=== Begin Enclosure ===

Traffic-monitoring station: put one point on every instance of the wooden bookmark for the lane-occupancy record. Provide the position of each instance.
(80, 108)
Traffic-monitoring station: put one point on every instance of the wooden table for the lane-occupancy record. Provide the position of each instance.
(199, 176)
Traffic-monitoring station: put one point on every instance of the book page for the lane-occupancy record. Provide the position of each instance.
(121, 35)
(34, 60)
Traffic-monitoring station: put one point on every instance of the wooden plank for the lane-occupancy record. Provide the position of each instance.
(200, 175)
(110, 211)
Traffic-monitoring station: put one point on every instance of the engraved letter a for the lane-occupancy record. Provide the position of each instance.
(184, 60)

=== End Enclosure ===

» **WHAT YOU WILL DO**
Make an exact copy of all the data.

» **SOLVED EXERCISE**
Traffic-monitoring station: put one point on every instance of the wooden bookmark for the lane-occupancy record. Provide the position of each instance.
(80, 108)
Traffic-monitoring station: put one point on every instance of the wooden table for the lane-occupancy record. Provide the position of each instance.
(199, 176)
Traffic-monitoring station: put one point on every instance of the book page for the lane-occupancy record. Provide the position of each instance.
(121, 35)
(34, 60)
Traffic-monitoring station: put one point on every instance of the wooden plank for the lane-occupancy record. Provide the position of each instance.
(200, 175)
(110, 211)
Traffic-monitoring station: put one point on every instance of the engraved letter a for the lane-occupancy record. Provide the position of each instance.
(184, 60)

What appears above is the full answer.